== Reading passage ==
-- Opening Marker --

ILLAWARRA Shoalhaven Medicare Local and its staff face an uncertain future as the state’s 17 Medicare Locals are replaced by nine Primary Health Networks.
However Illawarra Shoalhaven Medicare Local (ISML) chief executive officer Dianne Kitcher said she did not expect any negative impact on headspace in Nowra or plans for the GP Super Clinic.
“Headspace and the GP Super Clinic are both funded differently and separately to Medicare Local,” she said.
“Our company name is Grand Pacific Health and we do other things besides Medicare Local. All those other activities will continue,” Ms Kitcher said.
Federal Health Minister Peter Dutton last week confirmed the boundaries of 30 Primary Health Networks across the country, including the nine in NSW.
Under the federal reforms, flagged in the May budget, the Illawarra and Shoalhaven regions will become part of the South Eastern NSW health network.
This large network will run from Sutherland to the Victorian border and extend north-west to Goulburn and Yass and south-west to Cooma and Jindabyne.
The Illawarra Shoalhaven Medicare Local region mainly hugs the coast and extends from Helensburgh to Ulladulla.
Ms Kitcher said the existing region catered for about 400,000 people and four local government areas, while the new network would take in some 591,000 people and 14 LGAs.
“It’s a very large geographical area with nearly 200,000 more people so the biggest challenge will be to keep that local flavour, that local connection with GPs and other allied health service providers,” she said.
However Ms Kitcher welcomed the “long overdue” confirmation of boundaries, which she said would allow ISML to plan its next step.
Under the reforms Medicare Locals, as well as other interested organisations, will be required to make a bid to run the new networks which will become operational on July 1, 2015.
“We knew there would be fewer health networks than Medicare Locals but we didn’t know if we would be pushed north or south,” Ms Kitcher said.
“Now we know that the South Eastern network will merge the current geographical areas of the Illawarra Shoalhaven and Southern NSW Medicare Locals, so we know who we have to start talking with ... There’s never certainty in any tendering environment but we feel that we are in a strong position to make a competitive bid.”
Until the changes take place, Ms Kitcher said it would be “business as usual” for ISLM’s approximately 150 staff and the various programs and services the not-for-profit organisation delivered.
Throsby MP Stephen Jones said he was “deeply concerned” that networks were spread too thin across the country.
“Nationally the Abbott government has moved from 61 Medicare Locals to 30 Primary Health Networks – and from 17 to nine in NSW – so the geographical areas have basically doubled in size,” Mr Jones said.
“The Illawarra and Shoalhaven are being lumped in with a diverse range of regions stretching from southern Sydney, into rural western NSW and all the way down to the Victorian border.
“There’s a reason why they’re not being called Medicare ‘Locals’ any more – it removes the capacity to put in place genuinely ‘local’ health interventions.”
Mr Jones said that Labor established the Medicare Local network in 2011-12 to deliver “community-specific services based on local need”.
He said the changes would result in disruption to services and high changeover costs.
But Mr Dutton said the networks would aim to be more efficient and better direct health funding.

-- Closing Marker --

== Data extract ==
-- Opening Marker --

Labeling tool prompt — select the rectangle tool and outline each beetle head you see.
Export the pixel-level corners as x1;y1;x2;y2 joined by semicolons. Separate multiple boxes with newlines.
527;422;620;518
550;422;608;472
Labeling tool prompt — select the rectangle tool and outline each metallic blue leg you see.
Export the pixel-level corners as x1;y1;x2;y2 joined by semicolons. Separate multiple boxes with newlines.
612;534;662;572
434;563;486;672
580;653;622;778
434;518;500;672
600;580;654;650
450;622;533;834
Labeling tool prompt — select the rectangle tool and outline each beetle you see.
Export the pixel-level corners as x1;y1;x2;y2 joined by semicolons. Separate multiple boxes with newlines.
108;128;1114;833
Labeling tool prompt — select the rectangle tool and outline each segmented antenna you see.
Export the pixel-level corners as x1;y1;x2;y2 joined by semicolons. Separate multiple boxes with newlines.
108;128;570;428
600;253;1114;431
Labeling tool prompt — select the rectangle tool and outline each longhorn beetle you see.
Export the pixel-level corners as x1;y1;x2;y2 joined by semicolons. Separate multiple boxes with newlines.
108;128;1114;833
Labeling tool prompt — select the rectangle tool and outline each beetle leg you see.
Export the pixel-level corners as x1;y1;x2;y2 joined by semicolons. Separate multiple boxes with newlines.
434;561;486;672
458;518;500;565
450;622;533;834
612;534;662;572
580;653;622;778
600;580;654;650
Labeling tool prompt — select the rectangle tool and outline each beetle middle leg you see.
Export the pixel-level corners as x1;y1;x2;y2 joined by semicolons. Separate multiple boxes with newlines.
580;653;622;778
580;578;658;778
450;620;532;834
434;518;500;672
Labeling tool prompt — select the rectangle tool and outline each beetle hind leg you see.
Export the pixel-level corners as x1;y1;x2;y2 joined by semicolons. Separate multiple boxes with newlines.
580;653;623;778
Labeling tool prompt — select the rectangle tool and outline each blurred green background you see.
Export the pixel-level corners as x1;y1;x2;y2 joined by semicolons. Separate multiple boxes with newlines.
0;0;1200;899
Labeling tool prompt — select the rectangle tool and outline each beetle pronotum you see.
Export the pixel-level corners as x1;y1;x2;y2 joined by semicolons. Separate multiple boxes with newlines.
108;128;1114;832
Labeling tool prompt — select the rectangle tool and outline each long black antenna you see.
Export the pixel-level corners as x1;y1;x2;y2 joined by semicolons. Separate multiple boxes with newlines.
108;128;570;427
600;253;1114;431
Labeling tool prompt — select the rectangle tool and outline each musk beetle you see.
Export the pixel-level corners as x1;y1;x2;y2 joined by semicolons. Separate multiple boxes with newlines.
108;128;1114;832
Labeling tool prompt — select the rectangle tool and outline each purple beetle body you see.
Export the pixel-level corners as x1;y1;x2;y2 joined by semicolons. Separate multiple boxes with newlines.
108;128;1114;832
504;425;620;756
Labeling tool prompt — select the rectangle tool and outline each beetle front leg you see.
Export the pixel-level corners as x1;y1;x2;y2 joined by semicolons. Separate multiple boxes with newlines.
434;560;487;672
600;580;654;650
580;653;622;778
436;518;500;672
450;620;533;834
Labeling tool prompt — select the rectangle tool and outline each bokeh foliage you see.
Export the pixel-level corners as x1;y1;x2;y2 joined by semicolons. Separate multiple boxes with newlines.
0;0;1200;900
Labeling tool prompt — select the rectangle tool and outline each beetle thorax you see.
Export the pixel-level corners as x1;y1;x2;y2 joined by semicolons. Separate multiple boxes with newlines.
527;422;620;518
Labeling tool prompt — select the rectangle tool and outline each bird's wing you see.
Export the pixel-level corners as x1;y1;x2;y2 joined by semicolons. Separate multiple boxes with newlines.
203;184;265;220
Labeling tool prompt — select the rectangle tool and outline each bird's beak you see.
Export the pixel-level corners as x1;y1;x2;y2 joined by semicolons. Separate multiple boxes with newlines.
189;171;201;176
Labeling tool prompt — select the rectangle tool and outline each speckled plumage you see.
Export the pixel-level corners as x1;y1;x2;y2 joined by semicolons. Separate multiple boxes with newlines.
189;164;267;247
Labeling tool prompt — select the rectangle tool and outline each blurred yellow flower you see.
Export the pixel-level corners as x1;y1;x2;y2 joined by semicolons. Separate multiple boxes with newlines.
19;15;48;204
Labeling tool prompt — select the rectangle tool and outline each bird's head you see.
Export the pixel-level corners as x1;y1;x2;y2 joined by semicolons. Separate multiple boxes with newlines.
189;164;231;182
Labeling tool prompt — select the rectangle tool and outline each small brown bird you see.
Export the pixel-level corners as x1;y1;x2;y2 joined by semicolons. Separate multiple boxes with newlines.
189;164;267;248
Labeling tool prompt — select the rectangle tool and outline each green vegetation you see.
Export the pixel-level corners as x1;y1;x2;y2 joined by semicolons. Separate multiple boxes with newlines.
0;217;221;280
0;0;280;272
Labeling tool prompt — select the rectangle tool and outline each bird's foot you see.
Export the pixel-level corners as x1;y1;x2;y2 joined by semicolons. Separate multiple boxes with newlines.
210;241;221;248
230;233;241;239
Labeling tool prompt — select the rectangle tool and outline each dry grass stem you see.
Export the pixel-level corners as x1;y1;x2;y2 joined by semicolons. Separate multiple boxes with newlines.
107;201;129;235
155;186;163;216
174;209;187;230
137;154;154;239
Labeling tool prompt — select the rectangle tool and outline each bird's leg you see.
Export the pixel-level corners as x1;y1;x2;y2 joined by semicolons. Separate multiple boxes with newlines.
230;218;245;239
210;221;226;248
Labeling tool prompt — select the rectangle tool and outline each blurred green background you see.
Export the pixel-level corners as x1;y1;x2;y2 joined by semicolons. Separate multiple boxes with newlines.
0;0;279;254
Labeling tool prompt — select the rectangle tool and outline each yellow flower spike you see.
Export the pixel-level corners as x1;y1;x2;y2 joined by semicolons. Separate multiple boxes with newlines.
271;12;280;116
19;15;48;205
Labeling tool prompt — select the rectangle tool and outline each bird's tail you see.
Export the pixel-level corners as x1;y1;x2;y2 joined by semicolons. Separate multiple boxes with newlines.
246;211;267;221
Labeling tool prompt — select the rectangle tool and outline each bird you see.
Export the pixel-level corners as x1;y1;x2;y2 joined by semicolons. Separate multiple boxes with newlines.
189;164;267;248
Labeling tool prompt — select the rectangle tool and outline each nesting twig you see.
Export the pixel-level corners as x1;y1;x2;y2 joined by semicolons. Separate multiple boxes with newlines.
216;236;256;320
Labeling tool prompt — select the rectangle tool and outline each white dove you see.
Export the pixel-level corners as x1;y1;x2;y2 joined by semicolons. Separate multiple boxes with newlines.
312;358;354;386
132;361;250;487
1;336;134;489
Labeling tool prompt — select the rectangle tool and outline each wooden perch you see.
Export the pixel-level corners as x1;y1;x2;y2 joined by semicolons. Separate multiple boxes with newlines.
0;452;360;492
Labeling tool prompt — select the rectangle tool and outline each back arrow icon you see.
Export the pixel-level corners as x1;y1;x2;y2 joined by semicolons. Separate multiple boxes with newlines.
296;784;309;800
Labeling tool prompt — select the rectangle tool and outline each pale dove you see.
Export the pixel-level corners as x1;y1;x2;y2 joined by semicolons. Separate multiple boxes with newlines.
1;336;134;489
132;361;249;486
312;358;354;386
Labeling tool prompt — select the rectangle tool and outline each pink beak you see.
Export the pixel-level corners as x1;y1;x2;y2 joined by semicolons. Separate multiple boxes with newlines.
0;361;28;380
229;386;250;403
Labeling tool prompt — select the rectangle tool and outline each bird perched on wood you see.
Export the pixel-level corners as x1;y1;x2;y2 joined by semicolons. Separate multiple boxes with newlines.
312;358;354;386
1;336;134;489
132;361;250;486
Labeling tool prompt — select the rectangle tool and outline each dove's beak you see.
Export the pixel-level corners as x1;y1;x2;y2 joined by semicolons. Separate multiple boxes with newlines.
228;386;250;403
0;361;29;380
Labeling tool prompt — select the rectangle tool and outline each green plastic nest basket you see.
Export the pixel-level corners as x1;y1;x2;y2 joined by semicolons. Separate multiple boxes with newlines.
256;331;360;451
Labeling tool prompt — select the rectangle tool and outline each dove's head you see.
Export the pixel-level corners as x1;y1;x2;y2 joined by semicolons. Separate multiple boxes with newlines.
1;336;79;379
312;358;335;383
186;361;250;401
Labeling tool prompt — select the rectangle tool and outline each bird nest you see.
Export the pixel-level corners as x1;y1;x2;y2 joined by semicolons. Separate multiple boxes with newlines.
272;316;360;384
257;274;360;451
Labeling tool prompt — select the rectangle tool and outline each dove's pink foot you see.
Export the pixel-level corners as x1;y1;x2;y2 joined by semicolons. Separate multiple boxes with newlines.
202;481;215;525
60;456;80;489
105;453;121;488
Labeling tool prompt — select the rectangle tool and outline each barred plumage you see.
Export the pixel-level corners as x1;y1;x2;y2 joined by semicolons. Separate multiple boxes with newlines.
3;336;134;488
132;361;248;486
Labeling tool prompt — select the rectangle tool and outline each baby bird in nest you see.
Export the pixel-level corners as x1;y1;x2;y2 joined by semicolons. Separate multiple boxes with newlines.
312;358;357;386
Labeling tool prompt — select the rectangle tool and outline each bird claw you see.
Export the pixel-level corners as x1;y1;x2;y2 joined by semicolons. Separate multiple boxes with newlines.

-- Closing Marker --

== How to complete this task ==
For each statement below, say yes or no according to the news report on Primary Health Networks, and quote the report's deciding words. (a) The new network covering the Illawarra and Shoalhaven will serve about 591,000 people across 14 local government areas. (b) The new networks will begin operating on July 1, 2014. (c) Stephen Jones said Labor set up the Medicare Local network in 2011-12.

== Answer area ==
(a) Yes: "the new network would take in some 591,000 people and 14 LGAs."
(b) No: "which will become operational on July 1, 2015."
(c) Yes: "Labor established the Medicare Local network in 2011-12"